## STATED EXERCISE
Reproduce without any change the lines from the one containing "of the catkin" to the one containing "(219, 1116)", including both of those lines.

* Begin GIVEN RECORDS *

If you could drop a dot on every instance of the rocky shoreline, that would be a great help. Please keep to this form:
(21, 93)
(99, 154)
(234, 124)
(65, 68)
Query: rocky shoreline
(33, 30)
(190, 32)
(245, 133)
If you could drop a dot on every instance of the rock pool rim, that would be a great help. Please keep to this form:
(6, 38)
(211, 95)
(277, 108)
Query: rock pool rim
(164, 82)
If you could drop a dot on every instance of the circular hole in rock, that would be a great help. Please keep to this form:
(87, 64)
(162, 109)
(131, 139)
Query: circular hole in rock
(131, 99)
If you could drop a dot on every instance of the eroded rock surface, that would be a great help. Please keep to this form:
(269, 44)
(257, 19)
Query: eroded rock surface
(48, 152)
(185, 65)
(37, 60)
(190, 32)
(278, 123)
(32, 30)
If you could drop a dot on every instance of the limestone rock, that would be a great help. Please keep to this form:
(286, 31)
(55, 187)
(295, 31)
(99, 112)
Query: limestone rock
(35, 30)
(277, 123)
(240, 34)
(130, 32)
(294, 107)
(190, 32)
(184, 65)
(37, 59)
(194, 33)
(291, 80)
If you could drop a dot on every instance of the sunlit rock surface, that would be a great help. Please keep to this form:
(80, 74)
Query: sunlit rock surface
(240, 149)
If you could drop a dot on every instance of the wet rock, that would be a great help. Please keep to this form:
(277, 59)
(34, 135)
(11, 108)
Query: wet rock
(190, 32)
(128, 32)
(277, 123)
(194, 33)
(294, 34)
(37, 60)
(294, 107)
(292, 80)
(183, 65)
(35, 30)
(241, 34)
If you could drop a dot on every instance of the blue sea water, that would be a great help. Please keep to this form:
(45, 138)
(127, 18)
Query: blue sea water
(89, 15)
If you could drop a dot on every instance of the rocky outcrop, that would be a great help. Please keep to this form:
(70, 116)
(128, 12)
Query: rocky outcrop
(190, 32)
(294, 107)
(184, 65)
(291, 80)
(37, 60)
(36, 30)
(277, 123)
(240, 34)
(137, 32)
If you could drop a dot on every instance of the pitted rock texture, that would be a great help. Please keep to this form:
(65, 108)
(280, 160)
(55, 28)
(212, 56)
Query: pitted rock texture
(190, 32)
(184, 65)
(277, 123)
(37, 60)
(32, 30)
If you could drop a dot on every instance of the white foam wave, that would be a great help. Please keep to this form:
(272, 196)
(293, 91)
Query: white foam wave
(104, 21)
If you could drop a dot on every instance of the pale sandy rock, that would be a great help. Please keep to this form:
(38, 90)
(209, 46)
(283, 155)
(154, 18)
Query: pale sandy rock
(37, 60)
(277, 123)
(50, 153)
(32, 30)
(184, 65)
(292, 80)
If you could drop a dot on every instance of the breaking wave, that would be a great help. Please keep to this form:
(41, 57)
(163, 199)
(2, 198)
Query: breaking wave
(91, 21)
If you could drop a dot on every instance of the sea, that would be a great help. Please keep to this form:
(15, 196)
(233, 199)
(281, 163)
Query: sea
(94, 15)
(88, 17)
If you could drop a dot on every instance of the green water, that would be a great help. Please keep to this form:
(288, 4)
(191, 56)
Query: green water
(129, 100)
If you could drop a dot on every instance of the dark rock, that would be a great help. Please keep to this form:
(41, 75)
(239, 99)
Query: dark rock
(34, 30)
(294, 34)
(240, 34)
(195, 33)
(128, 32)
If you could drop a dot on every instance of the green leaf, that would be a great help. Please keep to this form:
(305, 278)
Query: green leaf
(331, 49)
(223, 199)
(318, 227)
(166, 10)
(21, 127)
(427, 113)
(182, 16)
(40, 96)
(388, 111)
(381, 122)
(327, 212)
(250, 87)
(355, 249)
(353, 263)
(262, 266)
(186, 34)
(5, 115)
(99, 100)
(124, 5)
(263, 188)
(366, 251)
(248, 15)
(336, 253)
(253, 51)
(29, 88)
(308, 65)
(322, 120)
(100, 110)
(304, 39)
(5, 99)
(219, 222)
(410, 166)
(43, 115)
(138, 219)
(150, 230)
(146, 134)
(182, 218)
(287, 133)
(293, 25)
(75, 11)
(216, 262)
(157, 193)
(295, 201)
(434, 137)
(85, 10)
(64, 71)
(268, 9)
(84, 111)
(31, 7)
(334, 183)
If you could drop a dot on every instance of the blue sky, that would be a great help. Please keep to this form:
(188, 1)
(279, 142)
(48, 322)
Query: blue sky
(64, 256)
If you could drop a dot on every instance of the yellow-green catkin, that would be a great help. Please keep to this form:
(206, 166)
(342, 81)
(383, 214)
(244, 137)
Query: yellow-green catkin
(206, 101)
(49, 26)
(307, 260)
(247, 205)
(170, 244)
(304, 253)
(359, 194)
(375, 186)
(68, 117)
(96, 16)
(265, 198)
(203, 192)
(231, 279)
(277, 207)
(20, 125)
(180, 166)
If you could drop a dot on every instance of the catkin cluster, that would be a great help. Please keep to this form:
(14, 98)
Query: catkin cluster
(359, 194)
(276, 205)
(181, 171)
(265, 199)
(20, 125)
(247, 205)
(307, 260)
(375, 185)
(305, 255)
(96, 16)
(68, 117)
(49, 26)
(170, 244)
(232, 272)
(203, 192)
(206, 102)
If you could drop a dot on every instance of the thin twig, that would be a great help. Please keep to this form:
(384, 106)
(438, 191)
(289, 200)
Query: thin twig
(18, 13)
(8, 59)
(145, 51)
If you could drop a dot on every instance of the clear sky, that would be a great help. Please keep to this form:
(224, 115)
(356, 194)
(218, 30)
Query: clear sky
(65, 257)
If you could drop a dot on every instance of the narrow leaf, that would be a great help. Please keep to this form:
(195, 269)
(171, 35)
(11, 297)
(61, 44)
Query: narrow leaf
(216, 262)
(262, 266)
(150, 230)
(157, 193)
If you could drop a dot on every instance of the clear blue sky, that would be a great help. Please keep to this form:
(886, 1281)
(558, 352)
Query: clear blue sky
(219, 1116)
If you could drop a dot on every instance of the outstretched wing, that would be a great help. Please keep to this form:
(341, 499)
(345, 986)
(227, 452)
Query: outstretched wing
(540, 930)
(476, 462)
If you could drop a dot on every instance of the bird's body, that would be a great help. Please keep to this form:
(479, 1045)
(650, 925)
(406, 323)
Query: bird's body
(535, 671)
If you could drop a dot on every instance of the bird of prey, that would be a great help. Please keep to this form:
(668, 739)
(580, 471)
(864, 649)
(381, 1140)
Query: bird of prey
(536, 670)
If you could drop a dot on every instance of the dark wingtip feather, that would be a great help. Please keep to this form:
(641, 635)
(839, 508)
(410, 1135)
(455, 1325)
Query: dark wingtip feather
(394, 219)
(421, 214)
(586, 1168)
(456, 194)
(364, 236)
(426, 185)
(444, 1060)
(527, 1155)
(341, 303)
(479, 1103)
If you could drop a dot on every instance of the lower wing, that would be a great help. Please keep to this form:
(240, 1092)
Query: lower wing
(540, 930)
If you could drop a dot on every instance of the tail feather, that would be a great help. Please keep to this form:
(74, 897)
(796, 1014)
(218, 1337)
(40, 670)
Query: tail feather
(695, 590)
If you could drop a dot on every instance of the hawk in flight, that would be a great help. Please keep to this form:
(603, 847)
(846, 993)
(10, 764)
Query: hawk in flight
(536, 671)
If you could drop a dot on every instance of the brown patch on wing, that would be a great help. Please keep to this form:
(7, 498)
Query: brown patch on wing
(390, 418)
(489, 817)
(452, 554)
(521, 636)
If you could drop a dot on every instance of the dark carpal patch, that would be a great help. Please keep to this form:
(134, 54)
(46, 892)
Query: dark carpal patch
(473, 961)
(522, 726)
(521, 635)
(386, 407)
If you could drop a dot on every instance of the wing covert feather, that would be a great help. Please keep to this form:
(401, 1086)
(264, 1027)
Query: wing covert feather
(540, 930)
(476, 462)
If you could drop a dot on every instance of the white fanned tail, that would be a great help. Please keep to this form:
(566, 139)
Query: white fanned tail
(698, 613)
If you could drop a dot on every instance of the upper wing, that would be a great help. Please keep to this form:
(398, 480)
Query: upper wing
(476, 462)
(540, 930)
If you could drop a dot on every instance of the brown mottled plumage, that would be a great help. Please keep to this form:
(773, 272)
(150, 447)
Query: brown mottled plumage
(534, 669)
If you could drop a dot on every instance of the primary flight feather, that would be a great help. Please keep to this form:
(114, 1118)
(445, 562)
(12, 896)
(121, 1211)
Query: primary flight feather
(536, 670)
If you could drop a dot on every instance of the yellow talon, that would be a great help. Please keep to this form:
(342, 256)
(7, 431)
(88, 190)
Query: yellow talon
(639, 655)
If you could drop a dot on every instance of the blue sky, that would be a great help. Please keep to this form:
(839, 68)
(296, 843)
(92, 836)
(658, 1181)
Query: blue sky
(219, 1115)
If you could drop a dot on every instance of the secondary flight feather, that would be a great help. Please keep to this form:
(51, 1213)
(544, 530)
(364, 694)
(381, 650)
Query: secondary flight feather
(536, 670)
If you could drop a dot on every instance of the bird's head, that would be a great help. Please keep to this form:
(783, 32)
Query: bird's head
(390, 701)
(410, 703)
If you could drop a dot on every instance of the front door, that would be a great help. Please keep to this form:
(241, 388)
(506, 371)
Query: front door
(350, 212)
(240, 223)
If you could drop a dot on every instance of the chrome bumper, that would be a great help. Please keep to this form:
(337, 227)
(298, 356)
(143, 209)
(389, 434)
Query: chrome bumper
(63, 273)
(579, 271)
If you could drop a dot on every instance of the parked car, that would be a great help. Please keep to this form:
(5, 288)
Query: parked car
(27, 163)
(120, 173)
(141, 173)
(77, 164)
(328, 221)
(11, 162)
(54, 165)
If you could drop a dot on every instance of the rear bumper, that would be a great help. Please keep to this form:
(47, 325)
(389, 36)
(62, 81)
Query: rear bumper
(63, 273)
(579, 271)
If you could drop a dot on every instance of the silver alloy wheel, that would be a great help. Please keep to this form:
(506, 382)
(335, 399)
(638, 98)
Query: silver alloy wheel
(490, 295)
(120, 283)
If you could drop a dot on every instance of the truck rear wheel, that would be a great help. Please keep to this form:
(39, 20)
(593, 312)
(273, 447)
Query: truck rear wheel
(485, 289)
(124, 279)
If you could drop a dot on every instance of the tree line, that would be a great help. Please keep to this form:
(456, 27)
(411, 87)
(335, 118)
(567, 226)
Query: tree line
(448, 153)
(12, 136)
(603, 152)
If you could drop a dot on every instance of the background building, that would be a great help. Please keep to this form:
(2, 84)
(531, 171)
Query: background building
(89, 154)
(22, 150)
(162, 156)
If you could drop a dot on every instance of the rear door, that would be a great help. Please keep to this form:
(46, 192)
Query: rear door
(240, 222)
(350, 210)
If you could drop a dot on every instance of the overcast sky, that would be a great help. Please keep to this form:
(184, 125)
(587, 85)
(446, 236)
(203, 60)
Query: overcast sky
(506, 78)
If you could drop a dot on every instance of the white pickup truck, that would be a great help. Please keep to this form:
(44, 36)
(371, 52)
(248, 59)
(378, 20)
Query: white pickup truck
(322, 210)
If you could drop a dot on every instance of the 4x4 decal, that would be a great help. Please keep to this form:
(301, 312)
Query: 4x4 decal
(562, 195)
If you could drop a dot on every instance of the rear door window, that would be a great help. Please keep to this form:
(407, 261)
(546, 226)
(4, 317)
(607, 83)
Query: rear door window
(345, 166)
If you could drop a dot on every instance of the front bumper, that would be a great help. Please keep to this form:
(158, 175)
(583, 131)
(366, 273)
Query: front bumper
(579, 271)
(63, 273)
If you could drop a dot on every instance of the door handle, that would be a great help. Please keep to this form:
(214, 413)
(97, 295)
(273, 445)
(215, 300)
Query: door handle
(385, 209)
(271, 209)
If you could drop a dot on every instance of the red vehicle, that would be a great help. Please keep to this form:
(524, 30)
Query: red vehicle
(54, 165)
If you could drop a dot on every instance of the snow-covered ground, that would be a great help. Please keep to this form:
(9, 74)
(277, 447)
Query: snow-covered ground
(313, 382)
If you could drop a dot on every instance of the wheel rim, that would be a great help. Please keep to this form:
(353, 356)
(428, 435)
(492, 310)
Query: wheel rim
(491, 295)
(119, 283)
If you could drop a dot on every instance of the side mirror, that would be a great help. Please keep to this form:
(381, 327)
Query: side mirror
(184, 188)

* End GIVEN RECORDS *

## WRITTEN ANSWER
If you could drop a dot on every instance of the catkin cluster, that would be a great help. Please keep to this form:
(14, 98)
Query: catkin cluster
(359, 194)
(276, 205)
(181, 171)
(265, 199)
(20, 125)
(247, 205)
(307, 260)
(375, 185)
(305, 255)
(96, 16)
(68, 117)
(49, 26)
(170, 244)
(232, 272)
(203, 192)
(206, 102)
If you could drop a dot on every instance of the thin twig, that would be a great help. Please keep to this form:
(384, 106)
(438, 191)
(289, 200)
Query: thin twig
(18, 13)
(8, 59)
(145, 51)
If you could drop a dot on every instance of the clear sky, that would be a great help. Please keep to this form:
(224, 115)
(356, 194)
(218, 30)
Query: clear sky
(65, 257)
If you could drop a dot on every instance of the narrow leaf, that would be a great help. Please keep to this form:
(195, 269)
(171, 35)
(11, 297)
(61, 44)
Query: narrow leaf
(216, 262)
(262, 266)
(150, 230)
(157, 193)
If you could drop a dot on every instance of the clear blue sky, that would be a great help. Please keep to this form:
(886, 1281)
(558, 352)
Query: clear blue sky
(219, 1116)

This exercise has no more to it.